### Objective
Update the lines below by swapping each "benchmark" for "test set". Leave everything else unchanged.

A block of data
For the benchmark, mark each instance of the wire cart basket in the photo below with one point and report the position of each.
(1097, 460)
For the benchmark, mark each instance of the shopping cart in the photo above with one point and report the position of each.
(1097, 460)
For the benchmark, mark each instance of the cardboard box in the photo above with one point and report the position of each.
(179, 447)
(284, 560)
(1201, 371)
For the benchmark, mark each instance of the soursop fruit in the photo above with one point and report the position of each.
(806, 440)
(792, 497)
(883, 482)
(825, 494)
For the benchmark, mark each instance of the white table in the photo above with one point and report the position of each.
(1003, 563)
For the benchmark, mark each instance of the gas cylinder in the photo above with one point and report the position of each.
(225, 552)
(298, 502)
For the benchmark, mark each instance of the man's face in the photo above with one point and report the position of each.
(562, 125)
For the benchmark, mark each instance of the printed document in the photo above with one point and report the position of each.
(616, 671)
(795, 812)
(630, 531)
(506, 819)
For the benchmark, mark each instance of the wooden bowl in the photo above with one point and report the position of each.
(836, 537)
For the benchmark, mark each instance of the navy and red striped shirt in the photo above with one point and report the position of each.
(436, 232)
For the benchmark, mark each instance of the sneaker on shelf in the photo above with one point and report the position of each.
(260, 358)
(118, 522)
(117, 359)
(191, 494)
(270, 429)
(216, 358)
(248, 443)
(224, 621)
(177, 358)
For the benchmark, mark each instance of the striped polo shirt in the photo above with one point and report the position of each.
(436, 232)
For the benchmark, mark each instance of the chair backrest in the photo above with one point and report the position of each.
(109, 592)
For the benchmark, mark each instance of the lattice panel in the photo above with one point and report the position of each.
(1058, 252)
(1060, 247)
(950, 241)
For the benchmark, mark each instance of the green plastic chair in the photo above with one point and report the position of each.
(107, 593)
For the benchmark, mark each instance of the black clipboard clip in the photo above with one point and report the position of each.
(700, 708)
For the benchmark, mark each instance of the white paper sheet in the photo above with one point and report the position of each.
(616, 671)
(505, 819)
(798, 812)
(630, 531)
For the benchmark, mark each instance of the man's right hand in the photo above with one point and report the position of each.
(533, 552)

### Solution for this problem
For the test set, mark each instance of the wire cart basket in the photo below with one point and report the position of each.
(1097, 460)
For the test set, mark each instance of the shopping cart in the photo above with one point and report the position of each.
(1097, 460)
For the test set, mark each instance of the cardboard box in the photo above with one point and report the position of each.
(179, 447)
(284, 560)
(1201, 371)
For the test set, mark each instance of the soursop fruit in the photo above with one point and report the position of each.
(806, 440)
(792, 497)
(883, 482)
(825, 494)
For the test set, mark each instance of the white table in the photo above with one point and report the position of each.
(1003, 563)
For the test set, mark each instance of the gas cylinder in the photo above with one point and report the position of each.
(225, 552)
(298, 502)
For the test set, mark each instance of the man's face in the photo above with one point and report the position of each.
(562, 125)
For the test set, mark each instance of the printed document in the photo above with one point and report the position of each.
(616, 671)
(795, 812)
(630, 531)
(506, 819)
For the test set, mark each instance of the wooden bowl in the photo above with one point and report the position of each.
(836, 537)
For the test set, mark each instance of the navy and red striped shirt in the photo above with one point and report the position of each.
(436, 232)
For the test set, mark each instance of the sneaker on shelf in the photo above with one point and report the position of each.
(260, 358)
(118, 522)
(117, 359)
(191, 494)
(270, 429)
(216, 358)
(248, 443)
(224, 621)
(177, 358)
For the test set, mark each instance of the striped polo shirt in the photo above with one point and report the position of each.
(436, 232)
For the test set, mark each instance of the chair backrest in the photo above with one point and report the position of each.
(109, 592)
For the test set, mark each instance of the lattice panel in the photo above with one point and report the position of each.
(1058, 252)
(1060, 247)
(950, 241)
For the test set, mark each instance of the green plastic chair in the photo above with one point and report the position of each.
(107, 593)
For the test set, mark each instance of the black clipboard clip in the photo above with one point and report the position of each.
(700, 708)
For the test set, mark each instance of the white paper sheet in the photo above with one point and report the position of each.
(616, 671)
(505, 819)
(798, 812)
(630, 531)
For the test set, mark each instance of the man's right hand in the photo above with one point and report the position of each.
(533, 552)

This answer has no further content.